* _AUFGABENSTELLUNG_
Ordne die Zeilen als nummerierte Liste an. Beginne mit der Zeile, die „mailbox. Do not skip partially visible ones.“ enthält, und gehe bis einschließlich der Zeile mit „[465,311,571,350]“; Leerzeilen bleiben weg.

Annotierte Koordinatendaten:

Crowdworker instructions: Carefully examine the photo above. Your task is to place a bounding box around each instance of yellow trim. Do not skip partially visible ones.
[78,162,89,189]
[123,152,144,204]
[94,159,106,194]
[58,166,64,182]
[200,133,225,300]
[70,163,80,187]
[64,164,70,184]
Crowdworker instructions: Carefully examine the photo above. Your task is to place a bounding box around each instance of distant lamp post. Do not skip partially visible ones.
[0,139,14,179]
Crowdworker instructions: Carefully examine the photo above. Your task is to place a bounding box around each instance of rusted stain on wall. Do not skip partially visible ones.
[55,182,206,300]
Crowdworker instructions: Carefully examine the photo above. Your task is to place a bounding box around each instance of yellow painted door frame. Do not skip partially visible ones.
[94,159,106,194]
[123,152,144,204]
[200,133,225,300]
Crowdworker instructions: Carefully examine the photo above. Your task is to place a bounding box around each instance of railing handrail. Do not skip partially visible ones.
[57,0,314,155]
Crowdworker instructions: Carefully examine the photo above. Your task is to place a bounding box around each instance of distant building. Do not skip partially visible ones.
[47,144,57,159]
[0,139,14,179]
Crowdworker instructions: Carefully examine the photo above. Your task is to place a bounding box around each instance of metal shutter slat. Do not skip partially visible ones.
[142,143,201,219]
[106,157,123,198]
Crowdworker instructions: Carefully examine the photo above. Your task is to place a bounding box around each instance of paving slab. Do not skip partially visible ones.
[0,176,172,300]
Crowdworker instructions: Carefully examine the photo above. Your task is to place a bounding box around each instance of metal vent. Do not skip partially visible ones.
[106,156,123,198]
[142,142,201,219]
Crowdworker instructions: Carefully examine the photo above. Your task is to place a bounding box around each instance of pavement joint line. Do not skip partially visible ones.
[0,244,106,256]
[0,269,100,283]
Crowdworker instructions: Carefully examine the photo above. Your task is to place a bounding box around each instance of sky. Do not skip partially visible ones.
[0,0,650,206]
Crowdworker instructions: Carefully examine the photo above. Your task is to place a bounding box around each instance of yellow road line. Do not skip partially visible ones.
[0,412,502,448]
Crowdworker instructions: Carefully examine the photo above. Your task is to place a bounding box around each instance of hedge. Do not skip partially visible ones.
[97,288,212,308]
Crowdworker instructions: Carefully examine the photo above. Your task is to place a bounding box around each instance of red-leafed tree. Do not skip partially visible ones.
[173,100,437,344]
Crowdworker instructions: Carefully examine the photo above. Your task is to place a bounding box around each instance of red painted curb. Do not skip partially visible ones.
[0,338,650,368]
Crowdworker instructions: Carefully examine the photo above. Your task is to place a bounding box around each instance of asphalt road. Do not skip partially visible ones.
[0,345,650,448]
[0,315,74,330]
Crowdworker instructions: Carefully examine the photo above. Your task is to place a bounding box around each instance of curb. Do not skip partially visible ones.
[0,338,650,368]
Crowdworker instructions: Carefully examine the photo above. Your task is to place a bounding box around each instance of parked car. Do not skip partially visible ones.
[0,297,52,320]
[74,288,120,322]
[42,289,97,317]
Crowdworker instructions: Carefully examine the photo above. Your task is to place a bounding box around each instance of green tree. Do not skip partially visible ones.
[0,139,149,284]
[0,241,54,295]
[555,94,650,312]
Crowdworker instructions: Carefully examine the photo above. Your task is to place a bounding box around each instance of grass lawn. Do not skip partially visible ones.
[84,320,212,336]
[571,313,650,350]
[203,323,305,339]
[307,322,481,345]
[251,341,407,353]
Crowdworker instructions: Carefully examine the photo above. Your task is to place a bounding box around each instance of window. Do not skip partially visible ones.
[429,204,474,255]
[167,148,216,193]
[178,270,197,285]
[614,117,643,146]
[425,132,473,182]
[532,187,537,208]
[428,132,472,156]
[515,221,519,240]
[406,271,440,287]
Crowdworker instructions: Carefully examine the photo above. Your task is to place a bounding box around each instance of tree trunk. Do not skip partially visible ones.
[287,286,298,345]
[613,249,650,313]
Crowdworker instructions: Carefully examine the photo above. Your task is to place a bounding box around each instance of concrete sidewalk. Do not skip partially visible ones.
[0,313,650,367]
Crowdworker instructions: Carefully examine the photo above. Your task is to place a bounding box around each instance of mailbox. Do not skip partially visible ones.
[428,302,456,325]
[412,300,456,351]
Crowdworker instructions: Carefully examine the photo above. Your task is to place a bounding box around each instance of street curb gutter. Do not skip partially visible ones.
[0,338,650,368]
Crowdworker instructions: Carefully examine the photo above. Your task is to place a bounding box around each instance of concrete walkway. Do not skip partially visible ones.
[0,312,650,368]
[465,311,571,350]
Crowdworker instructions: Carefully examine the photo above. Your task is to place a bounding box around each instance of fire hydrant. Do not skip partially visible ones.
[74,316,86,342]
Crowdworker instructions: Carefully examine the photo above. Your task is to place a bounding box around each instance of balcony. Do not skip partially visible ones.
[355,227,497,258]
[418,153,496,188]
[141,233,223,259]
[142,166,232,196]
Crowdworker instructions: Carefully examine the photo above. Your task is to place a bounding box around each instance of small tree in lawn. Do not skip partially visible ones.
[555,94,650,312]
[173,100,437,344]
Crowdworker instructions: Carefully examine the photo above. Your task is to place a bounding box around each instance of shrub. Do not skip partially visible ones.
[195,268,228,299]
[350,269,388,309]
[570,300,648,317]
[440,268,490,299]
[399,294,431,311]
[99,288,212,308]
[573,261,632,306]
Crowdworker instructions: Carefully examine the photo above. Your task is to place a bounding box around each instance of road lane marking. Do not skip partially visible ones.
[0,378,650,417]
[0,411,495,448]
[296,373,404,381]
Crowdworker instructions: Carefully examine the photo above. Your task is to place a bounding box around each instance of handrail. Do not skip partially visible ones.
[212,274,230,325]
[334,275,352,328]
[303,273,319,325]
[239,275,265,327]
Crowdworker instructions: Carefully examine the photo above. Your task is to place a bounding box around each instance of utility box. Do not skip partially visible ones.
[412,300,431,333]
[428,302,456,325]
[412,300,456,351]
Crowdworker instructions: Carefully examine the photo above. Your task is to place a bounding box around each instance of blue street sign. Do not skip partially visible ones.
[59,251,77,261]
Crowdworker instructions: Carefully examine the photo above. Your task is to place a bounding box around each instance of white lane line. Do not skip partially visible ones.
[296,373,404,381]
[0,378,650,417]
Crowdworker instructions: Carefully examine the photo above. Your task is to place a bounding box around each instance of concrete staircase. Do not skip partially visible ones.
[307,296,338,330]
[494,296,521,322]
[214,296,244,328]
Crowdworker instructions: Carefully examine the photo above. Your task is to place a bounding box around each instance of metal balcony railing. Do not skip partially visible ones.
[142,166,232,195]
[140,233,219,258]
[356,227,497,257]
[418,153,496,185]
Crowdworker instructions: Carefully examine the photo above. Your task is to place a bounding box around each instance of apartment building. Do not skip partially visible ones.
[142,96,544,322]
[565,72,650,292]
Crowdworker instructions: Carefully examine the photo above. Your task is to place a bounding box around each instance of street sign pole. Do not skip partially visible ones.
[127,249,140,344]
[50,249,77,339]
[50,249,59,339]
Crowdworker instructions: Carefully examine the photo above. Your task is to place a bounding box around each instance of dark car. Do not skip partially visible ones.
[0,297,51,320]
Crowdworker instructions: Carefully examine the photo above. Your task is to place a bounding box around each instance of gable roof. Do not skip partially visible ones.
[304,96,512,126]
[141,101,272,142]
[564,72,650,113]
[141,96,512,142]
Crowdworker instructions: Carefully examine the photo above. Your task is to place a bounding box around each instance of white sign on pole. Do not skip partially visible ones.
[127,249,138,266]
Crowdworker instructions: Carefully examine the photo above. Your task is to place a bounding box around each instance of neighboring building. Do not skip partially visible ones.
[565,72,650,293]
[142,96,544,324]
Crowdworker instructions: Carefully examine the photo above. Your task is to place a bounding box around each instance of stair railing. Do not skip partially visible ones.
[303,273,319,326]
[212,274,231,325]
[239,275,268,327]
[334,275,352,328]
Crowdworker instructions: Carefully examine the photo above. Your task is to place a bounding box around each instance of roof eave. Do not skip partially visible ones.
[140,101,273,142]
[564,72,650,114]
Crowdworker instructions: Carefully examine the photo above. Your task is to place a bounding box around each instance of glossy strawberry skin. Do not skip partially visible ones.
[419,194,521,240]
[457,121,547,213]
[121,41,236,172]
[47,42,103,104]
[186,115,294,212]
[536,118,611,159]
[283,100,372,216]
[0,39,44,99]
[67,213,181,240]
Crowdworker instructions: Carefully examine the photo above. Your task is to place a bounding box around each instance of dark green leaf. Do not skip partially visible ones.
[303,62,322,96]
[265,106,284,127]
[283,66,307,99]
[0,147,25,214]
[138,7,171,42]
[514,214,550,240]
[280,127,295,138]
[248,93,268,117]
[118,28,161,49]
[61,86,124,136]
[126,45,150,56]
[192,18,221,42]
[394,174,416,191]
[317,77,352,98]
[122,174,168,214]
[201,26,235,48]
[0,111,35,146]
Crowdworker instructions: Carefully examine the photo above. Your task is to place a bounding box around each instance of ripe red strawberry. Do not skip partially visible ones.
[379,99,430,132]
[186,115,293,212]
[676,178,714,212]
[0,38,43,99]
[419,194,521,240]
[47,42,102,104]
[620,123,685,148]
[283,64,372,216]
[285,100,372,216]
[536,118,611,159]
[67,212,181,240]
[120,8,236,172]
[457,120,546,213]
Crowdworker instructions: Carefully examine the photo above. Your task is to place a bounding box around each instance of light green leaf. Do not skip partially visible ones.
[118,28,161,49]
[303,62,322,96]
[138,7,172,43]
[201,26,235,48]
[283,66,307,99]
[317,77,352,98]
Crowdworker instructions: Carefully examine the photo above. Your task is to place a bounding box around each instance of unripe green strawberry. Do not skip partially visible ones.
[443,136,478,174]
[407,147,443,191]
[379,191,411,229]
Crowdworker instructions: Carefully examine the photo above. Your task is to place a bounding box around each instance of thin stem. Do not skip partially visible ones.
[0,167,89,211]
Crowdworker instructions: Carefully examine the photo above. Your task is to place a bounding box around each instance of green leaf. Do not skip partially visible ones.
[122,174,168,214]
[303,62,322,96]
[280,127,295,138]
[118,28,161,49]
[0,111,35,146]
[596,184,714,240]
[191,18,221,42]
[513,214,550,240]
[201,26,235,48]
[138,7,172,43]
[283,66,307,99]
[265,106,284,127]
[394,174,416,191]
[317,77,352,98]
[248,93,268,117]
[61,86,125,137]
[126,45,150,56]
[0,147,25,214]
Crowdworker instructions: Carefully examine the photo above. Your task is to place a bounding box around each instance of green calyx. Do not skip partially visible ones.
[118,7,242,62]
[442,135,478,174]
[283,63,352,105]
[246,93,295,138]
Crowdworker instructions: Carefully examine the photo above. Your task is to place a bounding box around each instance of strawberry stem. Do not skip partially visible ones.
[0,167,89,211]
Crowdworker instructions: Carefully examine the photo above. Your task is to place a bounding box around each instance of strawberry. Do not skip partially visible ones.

* _RICHTIGE LÖSUNG_
1. Crowdworker instructions: Carefully examine the photo above. Your task is to place a bounding box around each instance of mailbox. Do not skip partially visible ones.
2. [428,302,456,325]
3. [412,300,456,351]
4. Crowdworker instructions: Carefully examine the photo above. Your task is to place a bounding box around each instance of street curb gutter. Do not skip partially visible ones.
5. [0,338,650,368]
6. Crowdworker instructions: Carefully examine the photo above. Your task is to place a bounding box around each instance of concrete walkway. Do not skip partially visible ones.
7. [0,312,650,368]
8. [465,311,571,350]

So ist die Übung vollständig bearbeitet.